### SHORT EXERCISE
List each line of the entries below that contains the string "hydrant", matching case exactly.

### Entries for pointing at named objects
--------
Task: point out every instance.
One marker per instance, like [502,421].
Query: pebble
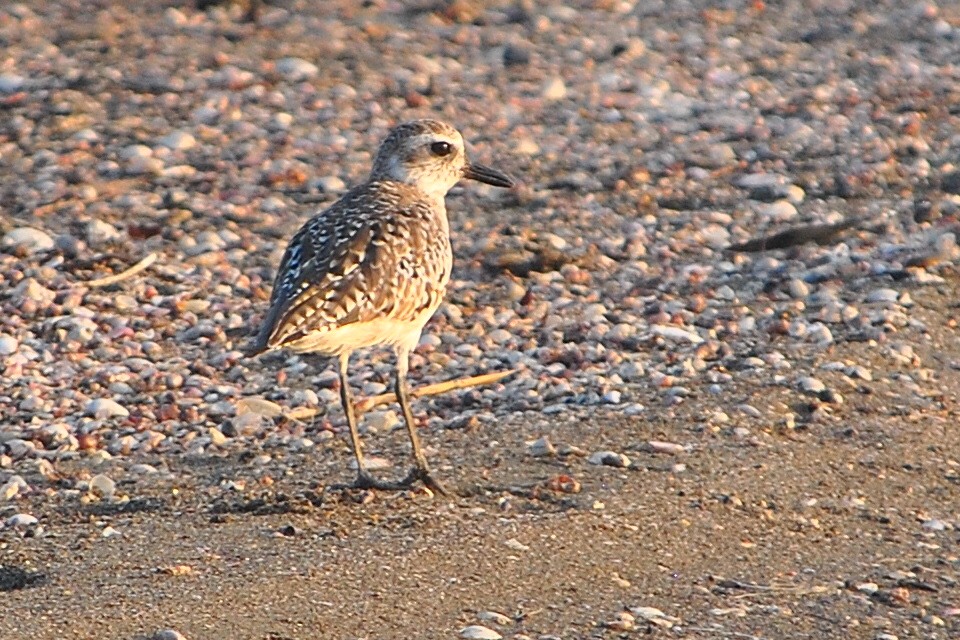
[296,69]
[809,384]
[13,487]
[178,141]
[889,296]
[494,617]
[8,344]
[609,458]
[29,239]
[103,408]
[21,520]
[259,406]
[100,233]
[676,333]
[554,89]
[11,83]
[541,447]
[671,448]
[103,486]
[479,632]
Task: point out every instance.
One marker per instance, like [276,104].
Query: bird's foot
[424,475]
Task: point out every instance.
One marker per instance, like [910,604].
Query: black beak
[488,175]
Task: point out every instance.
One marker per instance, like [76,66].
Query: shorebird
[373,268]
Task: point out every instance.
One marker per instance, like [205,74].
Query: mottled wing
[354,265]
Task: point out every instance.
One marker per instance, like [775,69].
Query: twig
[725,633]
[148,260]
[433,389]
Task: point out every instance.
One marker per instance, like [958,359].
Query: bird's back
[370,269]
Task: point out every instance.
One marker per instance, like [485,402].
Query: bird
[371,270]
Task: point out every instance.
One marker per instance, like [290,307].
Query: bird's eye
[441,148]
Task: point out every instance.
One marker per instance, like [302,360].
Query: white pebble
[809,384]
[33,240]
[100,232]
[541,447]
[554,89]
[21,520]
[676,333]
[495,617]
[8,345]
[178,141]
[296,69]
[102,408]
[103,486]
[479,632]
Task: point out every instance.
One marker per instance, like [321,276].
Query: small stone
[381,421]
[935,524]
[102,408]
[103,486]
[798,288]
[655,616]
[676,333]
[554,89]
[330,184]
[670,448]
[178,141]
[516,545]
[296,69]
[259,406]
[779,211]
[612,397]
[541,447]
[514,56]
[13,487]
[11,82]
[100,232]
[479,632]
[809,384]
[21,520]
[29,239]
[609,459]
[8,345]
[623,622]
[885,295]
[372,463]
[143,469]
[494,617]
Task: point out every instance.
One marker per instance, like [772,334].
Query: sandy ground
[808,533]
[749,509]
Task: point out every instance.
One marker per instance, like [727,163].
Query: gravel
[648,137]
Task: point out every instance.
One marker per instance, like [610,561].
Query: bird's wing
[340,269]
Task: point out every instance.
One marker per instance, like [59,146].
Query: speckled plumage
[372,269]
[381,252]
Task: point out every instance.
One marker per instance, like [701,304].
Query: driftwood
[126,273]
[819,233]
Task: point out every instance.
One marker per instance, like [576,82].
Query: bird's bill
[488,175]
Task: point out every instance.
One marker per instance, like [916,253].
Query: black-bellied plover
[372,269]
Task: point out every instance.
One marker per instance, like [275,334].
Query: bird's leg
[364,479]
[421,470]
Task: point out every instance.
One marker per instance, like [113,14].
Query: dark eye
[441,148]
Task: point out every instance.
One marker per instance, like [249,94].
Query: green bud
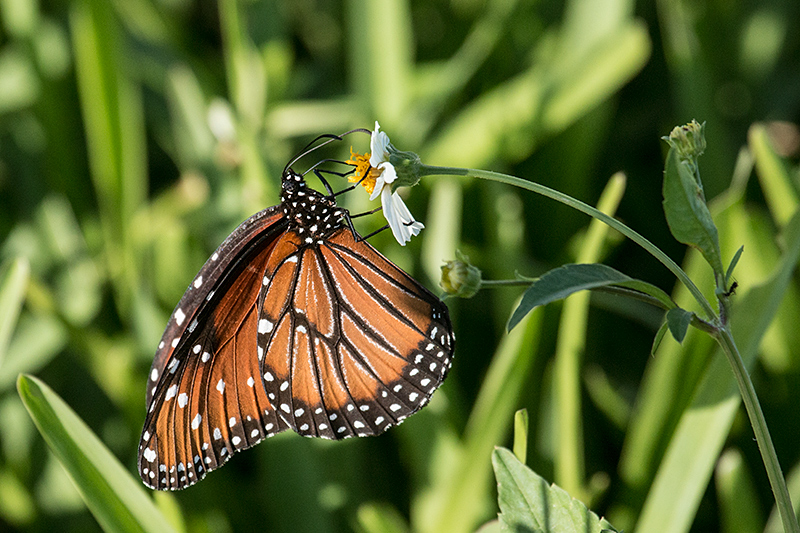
--------
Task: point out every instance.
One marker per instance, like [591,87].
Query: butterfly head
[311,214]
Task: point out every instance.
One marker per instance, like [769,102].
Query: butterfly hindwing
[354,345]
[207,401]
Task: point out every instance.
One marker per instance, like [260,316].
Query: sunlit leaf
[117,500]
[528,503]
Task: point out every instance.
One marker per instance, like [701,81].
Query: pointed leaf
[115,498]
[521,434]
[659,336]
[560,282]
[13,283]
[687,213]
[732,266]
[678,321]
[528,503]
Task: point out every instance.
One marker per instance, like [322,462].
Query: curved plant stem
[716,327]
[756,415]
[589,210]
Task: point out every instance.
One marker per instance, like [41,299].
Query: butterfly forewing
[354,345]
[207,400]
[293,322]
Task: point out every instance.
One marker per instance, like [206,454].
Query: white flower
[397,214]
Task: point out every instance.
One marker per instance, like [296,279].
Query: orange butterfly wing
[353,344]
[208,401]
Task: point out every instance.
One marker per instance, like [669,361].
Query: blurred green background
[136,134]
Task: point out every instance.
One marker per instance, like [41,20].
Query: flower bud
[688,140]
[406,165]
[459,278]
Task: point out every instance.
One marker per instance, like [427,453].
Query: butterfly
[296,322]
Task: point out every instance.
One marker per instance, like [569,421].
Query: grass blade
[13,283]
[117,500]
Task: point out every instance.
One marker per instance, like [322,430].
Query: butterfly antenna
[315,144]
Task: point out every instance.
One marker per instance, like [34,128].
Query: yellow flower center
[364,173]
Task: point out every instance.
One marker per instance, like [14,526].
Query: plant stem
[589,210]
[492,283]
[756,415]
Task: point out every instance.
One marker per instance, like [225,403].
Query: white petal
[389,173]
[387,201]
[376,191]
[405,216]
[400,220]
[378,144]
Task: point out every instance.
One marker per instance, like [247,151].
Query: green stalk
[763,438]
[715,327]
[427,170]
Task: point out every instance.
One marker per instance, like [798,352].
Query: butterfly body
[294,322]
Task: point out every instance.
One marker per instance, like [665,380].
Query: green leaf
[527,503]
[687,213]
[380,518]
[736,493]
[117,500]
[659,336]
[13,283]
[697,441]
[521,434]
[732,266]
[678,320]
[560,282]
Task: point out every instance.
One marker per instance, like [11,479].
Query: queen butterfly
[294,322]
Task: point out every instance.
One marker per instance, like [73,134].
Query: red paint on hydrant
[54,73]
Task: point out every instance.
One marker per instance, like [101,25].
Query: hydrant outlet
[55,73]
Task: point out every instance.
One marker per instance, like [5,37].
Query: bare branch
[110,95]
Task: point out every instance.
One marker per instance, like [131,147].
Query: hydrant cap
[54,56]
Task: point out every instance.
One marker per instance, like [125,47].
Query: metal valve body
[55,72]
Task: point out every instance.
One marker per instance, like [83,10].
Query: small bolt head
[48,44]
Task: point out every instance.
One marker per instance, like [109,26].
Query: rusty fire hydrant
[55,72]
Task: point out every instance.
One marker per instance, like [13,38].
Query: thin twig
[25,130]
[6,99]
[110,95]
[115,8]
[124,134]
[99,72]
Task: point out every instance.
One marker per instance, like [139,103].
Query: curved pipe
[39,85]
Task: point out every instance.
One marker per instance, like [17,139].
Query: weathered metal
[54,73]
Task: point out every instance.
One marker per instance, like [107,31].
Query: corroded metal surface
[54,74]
--------
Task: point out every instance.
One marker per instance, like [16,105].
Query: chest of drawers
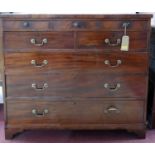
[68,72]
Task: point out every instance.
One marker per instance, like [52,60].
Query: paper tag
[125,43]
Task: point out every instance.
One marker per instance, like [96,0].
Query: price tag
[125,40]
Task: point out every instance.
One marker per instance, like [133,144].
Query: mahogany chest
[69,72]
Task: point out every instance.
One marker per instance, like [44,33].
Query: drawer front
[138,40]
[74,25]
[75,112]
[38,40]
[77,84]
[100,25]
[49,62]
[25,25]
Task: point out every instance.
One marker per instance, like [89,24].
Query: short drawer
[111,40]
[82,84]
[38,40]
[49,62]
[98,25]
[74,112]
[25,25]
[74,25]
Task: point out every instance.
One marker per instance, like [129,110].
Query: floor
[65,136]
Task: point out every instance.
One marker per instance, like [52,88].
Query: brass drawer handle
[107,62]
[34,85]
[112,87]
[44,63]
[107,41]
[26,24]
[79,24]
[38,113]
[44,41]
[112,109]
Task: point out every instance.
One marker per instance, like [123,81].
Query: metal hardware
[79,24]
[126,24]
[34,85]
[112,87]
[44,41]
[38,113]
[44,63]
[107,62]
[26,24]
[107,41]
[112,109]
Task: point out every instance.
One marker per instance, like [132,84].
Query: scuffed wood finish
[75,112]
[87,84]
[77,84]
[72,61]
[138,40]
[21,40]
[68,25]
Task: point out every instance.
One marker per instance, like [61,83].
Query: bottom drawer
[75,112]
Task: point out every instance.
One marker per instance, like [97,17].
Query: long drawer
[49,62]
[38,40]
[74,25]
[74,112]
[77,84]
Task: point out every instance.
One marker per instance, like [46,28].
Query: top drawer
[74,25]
--------
### RESPONSE TO THE EXERCISE
Query: red paint on hydrant
Query: hydrant outlet
Query: hydrant cap
Query: rusty fire hydrant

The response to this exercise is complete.